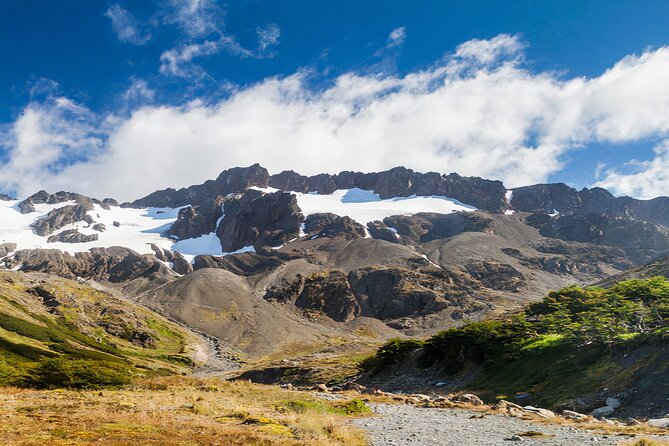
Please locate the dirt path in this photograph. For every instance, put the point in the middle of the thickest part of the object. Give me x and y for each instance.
(401, 425)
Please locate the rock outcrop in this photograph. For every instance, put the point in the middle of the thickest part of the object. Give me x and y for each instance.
(43, 197)
(642, 241)
(194, 221)
(230, 181)
(116, 264)
(331, 225)
(61, 217)
(72, 236)
(259, 220)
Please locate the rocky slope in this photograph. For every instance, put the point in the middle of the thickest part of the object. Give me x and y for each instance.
(43, 317)
(398, 251)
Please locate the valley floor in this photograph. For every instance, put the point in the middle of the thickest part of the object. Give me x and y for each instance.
(406, 425)
(179, 411)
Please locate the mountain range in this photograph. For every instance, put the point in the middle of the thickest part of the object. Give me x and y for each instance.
(287, 263)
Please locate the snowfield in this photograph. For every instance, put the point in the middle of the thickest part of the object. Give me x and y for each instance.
(364, 206)
(137, 229)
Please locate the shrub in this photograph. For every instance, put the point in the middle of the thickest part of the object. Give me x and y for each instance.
(77, 374)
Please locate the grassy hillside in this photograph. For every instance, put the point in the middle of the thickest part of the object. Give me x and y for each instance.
(59, 333)
(171, 411)
(577, 342)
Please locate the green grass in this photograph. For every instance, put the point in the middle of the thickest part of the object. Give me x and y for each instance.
(571, 343)
(73, 347)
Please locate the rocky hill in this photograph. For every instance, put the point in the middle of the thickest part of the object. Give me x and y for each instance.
(587, 350)
(57, 332)
(286, 262)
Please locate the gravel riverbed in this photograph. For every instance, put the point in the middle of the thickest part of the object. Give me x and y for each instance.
(400, 425)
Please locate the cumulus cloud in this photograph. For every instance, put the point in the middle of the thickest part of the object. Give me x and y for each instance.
(643, 179)
(126, 26)
(268, 36)
(397, 36)
(478, 111)
(139, 92)
(179, 61)
(195, 18)
(44, 139)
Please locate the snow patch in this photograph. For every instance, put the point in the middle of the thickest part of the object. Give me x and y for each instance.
(365, 206)
(508, 195)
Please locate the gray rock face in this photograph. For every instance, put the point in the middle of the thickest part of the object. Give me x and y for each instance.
(7, 248)
(425, 227)
(329, 293)
(178, 263)
(259, 220)
(194, 221)
(28, 205)
(62, 217)
(289, 180)
(72, 236)
(545, 198)
(245, 264)
(496, 275)
(322, 183)
(331, 225)
(115, 264)
(230, 181)
(379, 230)
(642, 241)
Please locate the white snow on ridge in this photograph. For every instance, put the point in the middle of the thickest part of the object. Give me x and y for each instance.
(364, 206)
(508, 195)
(137, 229)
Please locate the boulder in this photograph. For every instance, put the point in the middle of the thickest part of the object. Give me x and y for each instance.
(258, 219)
(659, 422)
(469, 398)
(323, 184)
(235, 180)
(115, 264)
(72, 236)
(289, 180)
(195, 221)
(602, 412)
(7, 248)
(61, 217)
(331, 225)
(543, 413)
(571, 415)
(380, 231)
(329, 293)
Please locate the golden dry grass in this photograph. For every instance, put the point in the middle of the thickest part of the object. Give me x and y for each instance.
(172, 411)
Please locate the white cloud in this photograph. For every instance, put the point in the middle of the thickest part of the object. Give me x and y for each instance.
(195, 18)
(139, 92)
(397, 36)
(126, 26)
(268, 36)
(487, 51)
(476, 112)
(643, 179)
(179, 61)
(43, 139)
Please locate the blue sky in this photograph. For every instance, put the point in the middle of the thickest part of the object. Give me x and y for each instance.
(514, 90)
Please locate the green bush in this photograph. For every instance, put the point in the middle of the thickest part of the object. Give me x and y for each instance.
(353, 407)
(77, 374)
(390, 353)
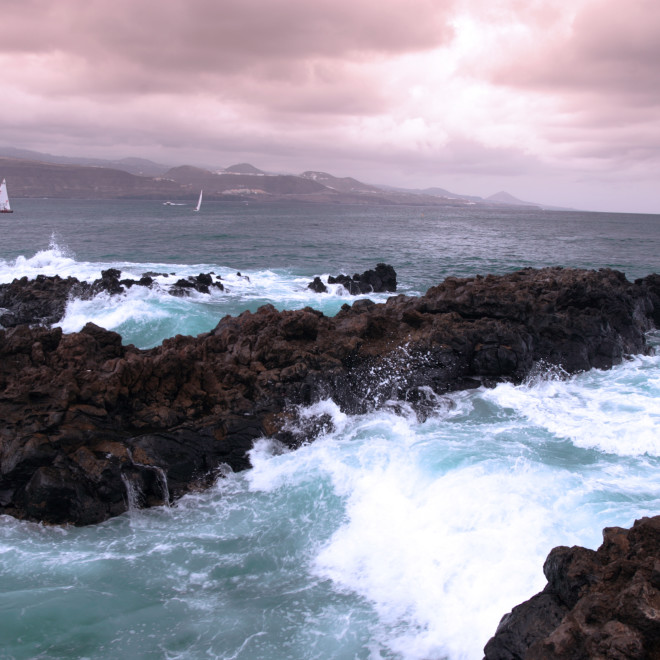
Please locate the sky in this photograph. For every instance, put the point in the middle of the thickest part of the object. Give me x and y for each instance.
(553, 101)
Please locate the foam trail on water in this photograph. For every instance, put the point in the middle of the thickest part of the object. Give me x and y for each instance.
(616, 411)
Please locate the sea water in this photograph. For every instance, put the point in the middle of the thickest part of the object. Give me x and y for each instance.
(386, 537)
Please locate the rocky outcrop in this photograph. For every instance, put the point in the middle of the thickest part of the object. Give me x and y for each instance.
(379, 280)
(596, 604)
(43, 300)
(90, 425)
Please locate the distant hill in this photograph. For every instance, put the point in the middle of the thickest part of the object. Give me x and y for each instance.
(32, 174)
(140, 166)
(345, 184)
(244, 168)
(28, 178)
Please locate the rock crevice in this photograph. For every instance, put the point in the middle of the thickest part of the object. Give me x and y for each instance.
(83, 414)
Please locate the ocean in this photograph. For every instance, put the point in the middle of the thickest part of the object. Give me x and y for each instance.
(387, 538)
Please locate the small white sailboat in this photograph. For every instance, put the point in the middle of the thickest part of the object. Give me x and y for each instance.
(4, 198)
(199, 201)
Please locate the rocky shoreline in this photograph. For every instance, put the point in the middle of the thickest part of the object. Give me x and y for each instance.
(601, 603)
(91, 426)
(88, 420)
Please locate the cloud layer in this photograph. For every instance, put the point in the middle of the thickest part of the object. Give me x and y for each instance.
(552, 102)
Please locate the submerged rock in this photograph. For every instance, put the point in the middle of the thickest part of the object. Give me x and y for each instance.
(92, 426)
(596, 604)
(381, 279)
(43, 300)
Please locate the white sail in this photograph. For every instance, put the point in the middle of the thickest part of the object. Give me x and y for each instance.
(4, 198)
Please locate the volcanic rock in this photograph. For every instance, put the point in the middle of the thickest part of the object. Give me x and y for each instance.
(43, 300)
(91, 427)
(596, 604)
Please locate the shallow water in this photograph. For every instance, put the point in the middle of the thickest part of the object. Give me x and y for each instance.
(385, 538)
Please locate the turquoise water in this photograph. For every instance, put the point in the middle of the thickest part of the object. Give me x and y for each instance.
(385, 538)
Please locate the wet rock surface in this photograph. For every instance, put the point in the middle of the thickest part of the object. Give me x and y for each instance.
(379, 280)
(90, 425)
(596, 604)
(43, 300)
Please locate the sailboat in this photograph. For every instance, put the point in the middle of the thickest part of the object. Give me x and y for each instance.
(4, 199)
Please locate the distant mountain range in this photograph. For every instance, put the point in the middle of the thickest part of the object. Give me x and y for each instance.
(34, 174)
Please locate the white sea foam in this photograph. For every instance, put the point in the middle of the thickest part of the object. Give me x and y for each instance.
(441, 552)
(617, 411)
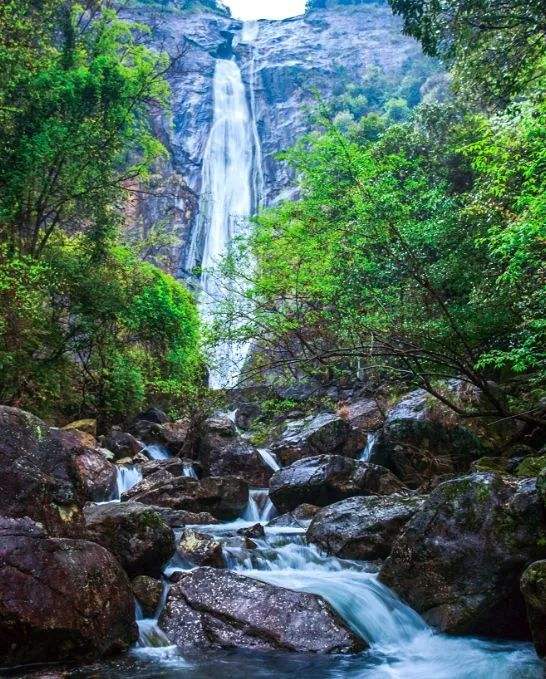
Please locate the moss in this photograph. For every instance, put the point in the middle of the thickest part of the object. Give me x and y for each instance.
(531, 466)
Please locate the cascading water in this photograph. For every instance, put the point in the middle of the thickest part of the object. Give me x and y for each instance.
(232, 184)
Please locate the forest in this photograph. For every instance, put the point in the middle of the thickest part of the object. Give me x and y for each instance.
(272, 340)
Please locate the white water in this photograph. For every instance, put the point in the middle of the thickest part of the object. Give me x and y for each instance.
(127, 478)
(268, 457)
(259, 508)
(232, 189)
(155, 451)
(368, 450)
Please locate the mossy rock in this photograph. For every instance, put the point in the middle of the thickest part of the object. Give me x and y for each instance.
(531, 466)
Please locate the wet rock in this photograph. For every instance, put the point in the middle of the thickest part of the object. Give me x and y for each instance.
(39, 475)
(176, 437)
(533, 587)
(326, 479)
(325, 433)
(148, 592)
(96, 473)
(199, 549)
(174, 466)
(224, 497)
(123, 445)
(421, 440)
(209, 609)
(459, 560)
(299, 518)
(178, 518)
(255, 531)
(137, 536)
(362, 527)
(60, 599)
(86, 426)
(222, 452)
(363, 416)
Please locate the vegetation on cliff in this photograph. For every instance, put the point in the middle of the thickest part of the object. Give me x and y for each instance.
(416, 247)
(85, 327)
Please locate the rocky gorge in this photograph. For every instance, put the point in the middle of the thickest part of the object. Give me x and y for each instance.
(332, 530)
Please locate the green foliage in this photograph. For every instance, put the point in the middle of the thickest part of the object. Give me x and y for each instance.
(498, 48)
(86, 328)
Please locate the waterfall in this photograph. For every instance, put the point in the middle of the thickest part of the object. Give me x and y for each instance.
(232, 185)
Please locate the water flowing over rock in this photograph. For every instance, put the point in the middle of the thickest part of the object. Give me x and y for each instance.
(362, 527)
(223, 452)
(223, 497)
(420, 441)
(326, 479)
(138, 537)
(60, 598)
(323, 434)
(210, 609)
(459, 560)
(39, 475)
(533, 587)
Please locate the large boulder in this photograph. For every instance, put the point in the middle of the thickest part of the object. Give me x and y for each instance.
(223, 452)
(363, 417)
(362, 527)
(39, 475)
(122, 444)
(60, 599)
(225, 497)
(323, 434)
(421, 440)
(200, 549)
(533, 587)
(459, 560)
(137, 536)
(97, 475)
(209, 609)
(326, 479)
(176, 437)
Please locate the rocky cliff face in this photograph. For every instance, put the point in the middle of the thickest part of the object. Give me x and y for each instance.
(284, 65)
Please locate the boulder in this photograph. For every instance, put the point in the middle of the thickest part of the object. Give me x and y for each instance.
(176, 437)
(60, 599)
(209, 609)
(299, 518)
(533, 587)
(137, 536)
(174, 466)
(224, 497)
(97, 475)
(325, 433)
(326, 479)
(123, 445)
(39, 475)
(459, 560)
(420, 440)
(178, 518)
(148, 592)
(86, 426)
(362, 527)
(222, 453)
(153, 414)
(199, 549)
(363, 417)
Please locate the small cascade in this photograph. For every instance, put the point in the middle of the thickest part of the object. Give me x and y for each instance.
(259, 508)
(128, 476)
(155, 451)
(189, 470)
(270, 460)
(370, 444)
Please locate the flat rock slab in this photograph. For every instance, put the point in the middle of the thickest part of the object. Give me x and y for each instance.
(209, 609)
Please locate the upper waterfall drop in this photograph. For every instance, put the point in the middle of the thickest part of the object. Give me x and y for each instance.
(230, 193)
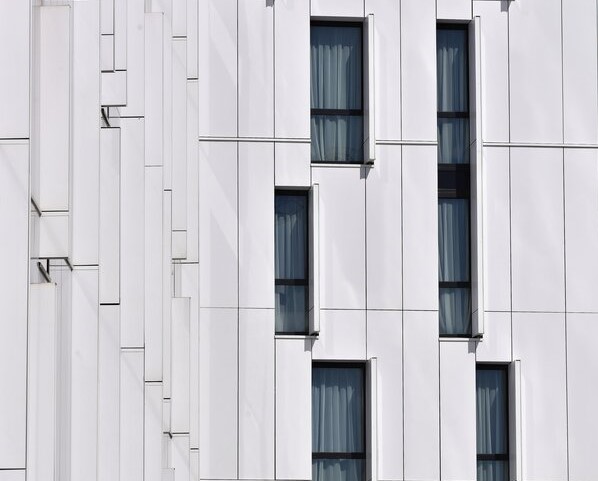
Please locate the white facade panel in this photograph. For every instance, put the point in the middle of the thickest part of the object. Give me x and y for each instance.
(536, 93)
(42, 381)
(543, 396)
(54, 107)
(256, 69)
(132, 228)
(537, 230)
(14, 86)
(342, 335)
(84, 374)
(256, 225)
(582, 360)
(457, 410)
(153, 274)
(293, 409)
(581, 229)
(131, 415)
(342, 237)
(421, 396)
(108, 393)
(292, 164)
(218, 267)
(418, 67)
(384, 230)
(420, 228)
(580, 82)
(496, 230)
(180, 365)
(291, 68)
(218, 62)
(218, 390)
(385, 342)
(256, 394)
(109, 215)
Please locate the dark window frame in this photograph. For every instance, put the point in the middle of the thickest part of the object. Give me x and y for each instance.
(340, 112)
(296, 282)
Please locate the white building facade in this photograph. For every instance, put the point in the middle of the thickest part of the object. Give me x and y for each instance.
(339, 240)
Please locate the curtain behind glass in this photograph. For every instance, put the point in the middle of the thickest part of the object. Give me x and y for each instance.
(336, 84)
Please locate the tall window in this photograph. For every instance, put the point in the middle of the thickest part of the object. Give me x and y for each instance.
(291, 262)
(492, 423)
(338, 416)
(336, 92)
(453, 181)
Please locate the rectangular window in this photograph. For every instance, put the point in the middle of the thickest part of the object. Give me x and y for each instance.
(454, 253)
(291, 261)
(336, 92)
(338, 422)
(492, 421)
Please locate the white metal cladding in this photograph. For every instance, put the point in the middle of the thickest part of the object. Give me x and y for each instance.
(141, 143)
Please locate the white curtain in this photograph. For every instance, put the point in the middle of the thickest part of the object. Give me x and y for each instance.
(290, 250)
(336, 84)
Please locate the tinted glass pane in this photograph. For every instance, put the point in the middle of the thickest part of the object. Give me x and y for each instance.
(453, 141)
(492, 412)
(337, 138)
(290, 236)
(493, 471)
(335, 67)
(337, 409)
(451, 63)
(455, 311)
(291, 309)
(338, 470)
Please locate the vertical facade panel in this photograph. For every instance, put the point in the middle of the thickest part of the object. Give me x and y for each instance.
(384, 230)
(293, 409)
(457, 410)
(85, 136)
(342, 237)
(256, 69)
(581, 229)
(256, 394)
(256, 225)
(420, 228)
(14, 87)
(421, 396)
(131, 415)
(153, 274)
(292, 67)
(132, 269)
(385, 342)
(418, 67)
(537, 229)
(582, 330)
(108, 393)
(218, 267)
(14, 212)
(536, 87)
(218, 390)
(218, 62)
(84, 374)
(54, 119)
(543, 396)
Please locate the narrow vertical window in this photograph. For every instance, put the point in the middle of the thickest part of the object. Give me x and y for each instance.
(338, 416)
(453, 181)
(291, 262)
(492, 423)
(336, 92)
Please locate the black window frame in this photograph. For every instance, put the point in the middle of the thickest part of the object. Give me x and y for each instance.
(454, 180)
(296, 282)
(498, 456)
(347, 112)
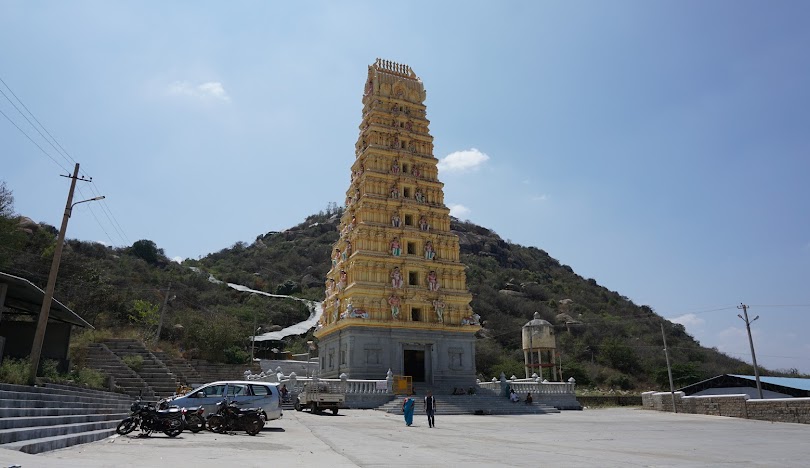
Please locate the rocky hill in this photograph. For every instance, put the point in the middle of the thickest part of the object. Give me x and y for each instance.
(603, 338)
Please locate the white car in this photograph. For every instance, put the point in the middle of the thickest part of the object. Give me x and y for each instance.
(245, 393)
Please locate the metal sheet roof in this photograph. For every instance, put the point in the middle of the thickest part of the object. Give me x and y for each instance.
(27, 297)
(792, 382)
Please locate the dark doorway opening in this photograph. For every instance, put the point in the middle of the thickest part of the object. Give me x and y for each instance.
(415, 364)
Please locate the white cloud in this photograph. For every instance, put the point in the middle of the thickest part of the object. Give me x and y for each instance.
(461, 161)
(688, 320)
(208, 90)
(459, 211)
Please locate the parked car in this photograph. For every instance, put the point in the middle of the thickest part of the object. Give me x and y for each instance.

____

# What this task involves
Retype the lines exactly as they appear, beginning with the line that contains "Please locate the vertical" and ending with the final line of the entries, and omit the pictures.

# Answer in full
Please locate the vertical facade panel in this photograph. For every instance, put the point in the middle of the thickest part of the object. Give me x and y for each instance.
(384, 230)
(293, 409)
(457, 410)
(85, 136)
(342, 237)
(256, 69)
(581, 229)
(256, 394)
(256, 225)
(420, 228)
(14, 87)
(421, 396)
(131, 415)
(153, 274)
(292, 67)
(132, 269)
(385, 342)
(418, 67)
(537, 229)
(582, 330)
(108, 393)
(218, 267)
(14, 212)
(536, 87)
(218, 390)
(218, 62)
(84, 374)
(54, 119)
(543, 396)
Please locate the narrow vertical window in this photograph. For every instance, put the point in the middle of the thickest part of the object. Give me x and y for each instance.
(338, 416)
(453, 181)
(291, 262)
(492, 423)
(336, 92)
Please locate the black window frame in this photograph. For every instance, put the point in the middle of the thickest part of the object. Give me x and y for each instance.
(454, 180)
(296, 282)
(498, 456)
(347, 112)
Please locate the rocky hill in this photograph. For every instance, put the point in the middle of the thickest part of the object. Give me x and y for each instance.
(603, 338)
Please locate the white car in this photograph. For every instance, put the point in the middle of the thickest part of the object. Give me x and y for each instance.
(245, 393)
Please locate the metal sheet roof in this photograph. For every instance, put the point in the middle of the thickest part of the object. Give me x and y for each instance.
(27, 297)
(792, 382)
Please locate the dark doorway opening in this photograph. For every instance, put the point in the middle of the thickest part of the object. Give me x and y for each instance.
(415, 364)
Please locate the white cloud in this photograph. For every instance, put the point in the middle of the thickest part of the object. Give me x and y for each instance.
(461, 161)
(688, 320)
(208, 90)
(459, 211)
Please locate the parked car in this photograph. For every instance, put the point in the middle of the thickest part of the object. Give me x and y for each instance.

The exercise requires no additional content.